=== Source data ===
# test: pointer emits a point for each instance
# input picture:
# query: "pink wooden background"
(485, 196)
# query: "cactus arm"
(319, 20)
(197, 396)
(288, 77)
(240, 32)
===
**What you need to do:**
Copy every entry exactly, missing none.

**Answer section:**
# test: pointer emits a point for each instance
# input picture:
# query: "pink wooden background"
(485, 196)
# query: "cactus arm"
(319, 20)
(197, 396)
(288, 77)
(240, 32)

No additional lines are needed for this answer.